* [TASK STATEMENT] Reproduce the passage below about the Kaiser Chiefs' vaccination comment at the Isle of Wight Festival in full, word for word.

* [TEXT]
============
Given that Isle Of Wight Festival only required vaccination evidence OR a negative Covid Test to gain access, it’s unlikely that Kaiser Chiefs’ message was really a calculated payday from Big Pharma so much as it was a vaguely cringey, awkwardly-phrased bit of stage patter after 18 months sat indoors. Nonetheless, it reminds us of how much we project on artists to think in the exact same way as every single one of their fans and to suppress their own feelings for fear of alienating others. It is deeply entrenched in indie and guitar bands, especially, that they should stand for something, to use their voice for ‘authenticity’ and to drive social change. And yet when they do, we don’t always like the results, claiming them to be divisive and upsetting. If you truly are decidedly anti-vaccination, should a popstar’s comment really be the thing to test your resolve? The decision to essentially call out unvaccinated fans onstage isn’t necessarily a friendly one on the Kaiser Chiefs’ part, but to claim it as ‘anti-rock ‘n’ roll’ doesn’t make a huge amount of sense, particularly when the vaccine is the very thing that has allowed artists back onto stages in the first place.
============
* [PROVIDED MATERIAL]
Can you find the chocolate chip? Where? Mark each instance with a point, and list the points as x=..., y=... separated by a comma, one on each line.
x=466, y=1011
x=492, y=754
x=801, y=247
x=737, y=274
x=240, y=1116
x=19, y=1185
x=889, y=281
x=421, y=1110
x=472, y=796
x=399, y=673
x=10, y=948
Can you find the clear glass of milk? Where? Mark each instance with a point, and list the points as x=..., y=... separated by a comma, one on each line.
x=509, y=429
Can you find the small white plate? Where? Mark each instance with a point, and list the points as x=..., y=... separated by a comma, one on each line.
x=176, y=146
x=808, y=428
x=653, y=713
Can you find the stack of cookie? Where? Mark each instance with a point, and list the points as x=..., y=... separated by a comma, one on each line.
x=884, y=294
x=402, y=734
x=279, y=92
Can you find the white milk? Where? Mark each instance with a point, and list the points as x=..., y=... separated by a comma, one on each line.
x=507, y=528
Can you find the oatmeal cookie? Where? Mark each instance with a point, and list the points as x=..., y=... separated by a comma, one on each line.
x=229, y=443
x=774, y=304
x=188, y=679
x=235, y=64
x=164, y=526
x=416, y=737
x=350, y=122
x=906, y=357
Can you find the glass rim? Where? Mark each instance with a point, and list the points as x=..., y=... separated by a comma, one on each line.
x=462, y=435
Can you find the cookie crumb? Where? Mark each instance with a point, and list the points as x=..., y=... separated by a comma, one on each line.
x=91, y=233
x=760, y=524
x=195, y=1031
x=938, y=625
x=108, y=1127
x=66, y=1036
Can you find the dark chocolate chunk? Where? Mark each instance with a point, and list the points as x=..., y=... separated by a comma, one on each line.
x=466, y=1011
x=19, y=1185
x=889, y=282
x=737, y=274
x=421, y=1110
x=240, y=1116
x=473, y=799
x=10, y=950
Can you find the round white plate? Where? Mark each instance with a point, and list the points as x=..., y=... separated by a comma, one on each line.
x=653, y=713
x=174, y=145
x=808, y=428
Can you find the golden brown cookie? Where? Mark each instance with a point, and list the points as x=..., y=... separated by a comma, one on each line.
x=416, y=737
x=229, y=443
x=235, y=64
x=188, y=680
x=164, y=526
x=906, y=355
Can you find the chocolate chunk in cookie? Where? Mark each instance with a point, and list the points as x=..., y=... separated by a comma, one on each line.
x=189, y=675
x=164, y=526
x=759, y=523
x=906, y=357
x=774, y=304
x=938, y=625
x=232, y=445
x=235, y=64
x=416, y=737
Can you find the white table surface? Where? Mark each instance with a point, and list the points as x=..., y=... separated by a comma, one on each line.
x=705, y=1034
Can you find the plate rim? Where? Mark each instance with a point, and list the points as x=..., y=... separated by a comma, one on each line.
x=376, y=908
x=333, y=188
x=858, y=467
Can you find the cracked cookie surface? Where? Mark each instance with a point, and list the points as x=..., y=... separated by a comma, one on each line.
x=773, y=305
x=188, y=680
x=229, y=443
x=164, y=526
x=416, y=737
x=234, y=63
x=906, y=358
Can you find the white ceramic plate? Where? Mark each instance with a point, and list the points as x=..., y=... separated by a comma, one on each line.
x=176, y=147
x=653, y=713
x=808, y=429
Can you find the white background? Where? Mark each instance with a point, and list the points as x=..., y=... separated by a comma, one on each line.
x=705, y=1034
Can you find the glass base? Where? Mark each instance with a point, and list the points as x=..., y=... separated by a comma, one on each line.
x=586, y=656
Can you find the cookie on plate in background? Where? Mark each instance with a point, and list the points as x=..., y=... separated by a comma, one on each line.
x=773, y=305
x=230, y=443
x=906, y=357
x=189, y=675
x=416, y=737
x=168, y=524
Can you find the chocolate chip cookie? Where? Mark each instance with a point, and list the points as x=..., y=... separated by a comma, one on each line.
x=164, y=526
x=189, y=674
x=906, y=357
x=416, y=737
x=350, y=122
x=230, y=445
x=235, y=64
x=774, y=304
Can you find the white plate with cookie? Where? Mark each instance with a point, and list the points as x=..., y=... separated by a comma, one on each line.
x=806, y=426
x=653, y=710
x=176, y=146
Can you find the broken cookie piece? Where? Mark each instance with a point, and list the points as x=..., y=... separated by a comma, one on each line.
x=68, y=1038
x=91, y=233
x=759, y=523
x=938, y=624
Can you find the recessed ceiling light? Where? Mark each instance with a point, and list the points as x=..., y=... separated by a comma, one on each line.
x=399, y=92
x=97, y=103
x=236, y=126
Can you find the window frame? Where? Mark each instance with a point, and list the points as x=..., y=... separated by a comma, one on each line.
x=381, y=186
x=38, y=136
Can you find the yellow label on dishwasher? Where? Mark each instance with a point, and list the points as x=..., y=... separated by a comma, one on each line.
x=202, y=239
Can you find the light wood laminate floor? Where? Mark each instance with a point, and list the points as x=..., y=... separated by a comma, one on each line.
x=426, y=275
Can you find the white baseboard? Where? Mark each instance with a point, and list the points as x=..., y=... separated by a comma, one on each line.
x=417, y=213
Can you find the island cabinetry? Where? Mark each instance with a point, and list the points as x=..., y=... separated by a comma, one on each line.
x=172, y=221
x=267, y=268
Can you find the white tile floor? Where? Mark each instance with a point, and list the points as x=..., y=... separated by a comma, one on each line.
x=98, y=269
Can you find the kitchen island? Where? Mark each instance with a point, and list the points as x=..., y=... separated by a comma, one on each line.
============
* [EXERCISE SOLUTION]
Given that Isle Of Wight Festival only required vaccination evidence OR a negative Covid Test to gain access, it’s unlikely that Kaiser Chiefs’ message was really a calculated payday from Big Pharma so much as it was a vaguely cringey, awkwardly-phrased bit of stage patter after 18 months sat indoors. Nonetheless, it reminds us of how much we project on artists to think in the exact same way as every single one of their fans and to suppress their own feelings for fear of alienating others. It is deeply entrenched in indie and guitar bands, especially, that they should stand for something, to use their voice for ‘authenticity’ and to drive social change. And yet when they do, we don’t always like the results, claiming them to be divisive and upsetting. If you truly are decidedly anti-vaccination, should a popstar’s comment really be the thing to test your resolve? The decision to essentially call out unvaccinated fans onstage isn’t necessarily a friendly one on the Kaiser Chiefs’ part, but to claim it as ‘anti-rock ‘n’ roll’ doesn’t make a huge amount of sense, particularly when the vaccine is the very thing that has allowed artists back onto stages in the first place.